━━ Dataset rows ━━

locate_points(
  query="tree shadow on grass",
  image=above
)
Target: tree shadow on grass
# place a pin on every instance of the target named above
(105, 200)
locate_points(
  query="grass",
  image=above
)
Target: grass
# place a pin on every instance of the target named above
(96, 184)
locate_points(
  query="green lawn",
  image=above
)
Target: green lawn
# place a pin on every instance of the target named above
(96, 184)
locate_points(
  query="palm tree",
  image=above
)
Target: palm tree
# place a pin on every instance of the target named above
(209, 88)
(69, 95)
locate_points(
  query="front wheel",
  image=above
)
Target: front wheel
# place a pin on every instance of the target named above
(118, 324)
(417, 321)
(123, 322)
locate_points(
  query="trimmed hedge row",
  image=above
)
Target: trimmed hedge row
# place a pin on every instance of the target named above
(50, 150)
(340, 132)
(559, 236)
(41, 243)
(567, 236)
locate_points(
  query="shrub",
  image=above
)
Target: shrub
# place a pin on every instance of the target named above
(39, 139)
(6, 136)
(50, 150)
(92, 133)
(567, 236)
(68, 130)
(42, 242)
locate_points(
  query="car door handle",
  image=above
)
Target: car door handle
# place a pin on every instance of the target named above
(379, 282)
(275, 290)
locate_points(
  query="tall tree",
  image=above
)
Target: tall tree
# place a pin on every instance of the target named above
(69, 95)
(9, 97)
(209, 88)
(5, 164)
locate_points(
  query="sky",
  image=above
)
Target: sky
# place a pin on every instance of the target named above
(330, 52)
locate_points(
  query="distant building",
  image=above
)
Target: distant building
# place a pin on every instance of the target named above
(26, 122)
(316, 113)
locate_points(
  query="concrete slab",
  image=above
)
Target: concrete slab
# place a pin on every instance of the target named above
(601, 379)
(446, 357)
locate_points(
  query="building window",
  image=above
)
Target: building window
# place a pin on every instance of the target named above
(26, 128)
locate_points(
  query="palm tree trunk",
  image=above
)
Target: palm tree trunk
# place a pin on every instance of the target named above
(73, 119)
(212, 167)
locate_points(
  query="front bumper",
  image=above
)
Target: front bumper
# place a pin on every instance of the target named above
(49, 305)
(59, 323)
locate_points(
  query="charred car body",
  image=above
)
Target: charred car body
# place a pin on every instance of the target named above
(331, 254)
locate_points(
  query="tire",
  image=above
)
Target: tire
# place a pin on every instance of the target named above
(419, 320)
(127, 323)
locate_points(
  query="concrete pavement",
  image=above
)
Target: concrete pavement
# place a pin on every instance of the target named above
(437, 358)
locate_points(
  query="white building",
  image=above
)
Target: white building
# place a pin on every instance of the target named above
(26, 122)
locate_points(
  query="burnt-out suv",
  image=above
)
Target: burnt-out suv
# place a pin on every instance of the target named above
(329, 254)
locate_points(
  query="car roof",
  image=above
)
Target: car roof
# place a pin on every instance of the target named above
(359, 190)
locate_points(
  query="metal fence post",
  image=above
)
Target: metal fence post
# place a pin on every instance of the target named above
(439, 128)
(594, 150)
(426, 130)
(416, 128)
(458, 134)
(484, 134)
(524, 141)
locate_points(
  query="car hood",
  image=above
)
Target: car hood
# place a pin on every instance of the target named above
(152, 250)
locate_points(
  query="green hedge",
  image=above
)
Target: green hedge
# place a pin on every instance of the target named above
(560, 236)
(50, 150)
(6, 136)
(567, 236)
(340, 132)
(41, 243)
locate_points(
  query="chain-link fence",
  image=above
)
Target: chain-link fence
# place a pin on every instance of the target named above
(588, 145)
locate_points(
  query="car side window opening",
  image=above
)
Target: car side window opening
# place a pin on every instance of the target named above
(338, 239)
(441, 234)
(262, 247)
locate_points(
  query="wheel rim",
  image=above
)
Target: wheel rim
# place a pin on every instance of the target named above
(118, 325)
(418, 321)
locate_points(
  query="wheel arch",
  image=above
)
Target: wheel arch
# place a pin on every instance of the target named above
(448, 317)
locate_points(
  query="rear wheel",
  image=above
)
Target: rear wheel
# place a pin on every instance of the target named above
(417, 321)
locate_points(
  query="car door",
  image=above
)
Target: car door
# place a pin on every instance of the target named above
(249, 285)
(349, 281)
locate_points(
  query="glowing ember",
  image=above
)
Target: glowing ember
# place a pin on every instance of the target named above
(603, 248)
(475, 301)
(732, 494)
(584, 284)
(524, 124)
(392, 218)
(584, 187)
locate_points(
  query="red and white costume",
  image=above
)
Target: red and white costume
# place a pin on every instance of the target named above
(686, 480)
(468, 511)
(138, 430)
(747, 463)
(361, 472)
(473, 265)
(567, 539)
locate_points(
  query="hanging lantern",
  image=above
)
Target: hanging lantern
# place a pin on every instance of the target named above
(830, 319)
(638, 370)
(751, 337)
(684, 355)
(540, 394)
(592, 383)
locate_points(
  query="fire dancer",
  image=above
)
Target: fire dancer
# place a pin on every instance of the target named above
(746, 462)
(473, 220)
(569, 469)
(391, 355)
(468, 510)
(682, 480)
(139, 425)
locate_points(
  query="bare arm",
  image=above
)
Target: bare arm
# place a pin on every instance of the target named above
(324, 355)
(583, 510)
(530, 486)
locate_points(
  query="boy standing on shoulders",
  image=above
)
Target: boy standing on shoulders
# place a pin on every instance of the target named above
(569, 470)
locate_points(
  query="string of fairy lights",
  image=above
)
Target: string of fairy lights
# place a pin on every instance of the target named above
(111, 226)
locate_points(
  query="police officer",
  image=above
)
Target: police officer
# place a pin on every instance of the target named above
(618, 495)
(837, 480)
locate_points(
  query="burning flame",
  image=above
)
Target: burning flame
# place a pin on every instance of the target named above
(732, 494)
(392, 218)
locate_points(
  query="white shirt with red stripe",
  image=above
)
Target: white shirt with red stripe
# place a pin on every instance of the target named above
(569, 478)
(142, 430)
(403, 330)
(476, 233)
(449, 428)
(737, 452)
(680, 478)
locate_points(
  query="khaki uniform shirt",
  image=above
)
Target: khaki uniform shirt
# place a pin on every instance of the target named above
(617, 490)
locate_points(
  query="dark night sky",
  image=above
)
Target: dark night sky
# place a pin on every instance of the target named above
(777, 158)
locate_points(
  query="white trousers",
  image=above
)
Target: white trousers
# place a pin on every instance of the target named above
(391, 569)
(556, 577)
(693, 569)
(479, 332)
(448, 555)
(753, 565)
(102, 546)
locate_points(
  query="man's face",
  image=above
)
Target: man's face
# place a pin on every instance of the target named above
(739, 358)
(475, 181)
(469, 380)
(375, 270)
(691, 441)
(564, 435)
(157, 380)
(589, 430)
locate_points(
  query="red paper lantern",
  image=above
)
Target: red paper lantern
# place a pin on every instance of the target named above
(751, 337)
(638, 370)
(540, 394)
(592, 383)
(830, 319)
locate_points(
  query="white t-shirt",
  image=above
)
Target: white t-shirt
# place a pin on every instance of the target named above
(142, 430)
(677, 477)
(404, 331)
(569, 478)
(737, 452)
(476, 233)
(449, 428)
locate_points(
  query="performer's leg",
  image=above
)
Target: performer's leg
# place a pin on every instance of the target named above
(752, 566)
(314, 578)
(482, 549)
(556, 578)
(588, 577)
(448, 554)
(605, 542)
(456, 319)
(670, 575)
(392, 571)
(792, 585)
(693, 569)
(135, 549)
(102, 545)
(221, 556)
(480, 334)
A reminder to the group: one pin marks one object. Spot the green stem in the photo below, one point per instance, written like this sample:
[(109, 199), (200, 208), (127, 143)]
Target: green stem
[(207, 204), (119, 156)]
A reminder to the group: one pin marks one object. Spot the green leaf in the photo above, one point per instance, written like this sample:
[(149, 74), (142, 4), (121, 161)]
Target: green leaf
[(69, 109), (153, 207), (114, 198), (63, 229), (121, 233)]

━━━

Instructions for the task:
Change "sample" to "template" in the listing lines from the one holding "the green leaf" through the end of the listing, inclusive. Return only those lines, otherwise unchanged.

Complete output:
A reminder to the group: one pin marks one object. Spot the green leaf in the photo above, one point per instance, written like this template:
[(149, 74), (142, 4), (121, 161)]
Target: green leaf
[(69, 109), (153, 207), (114, 198), (63, 229), (121, 233)]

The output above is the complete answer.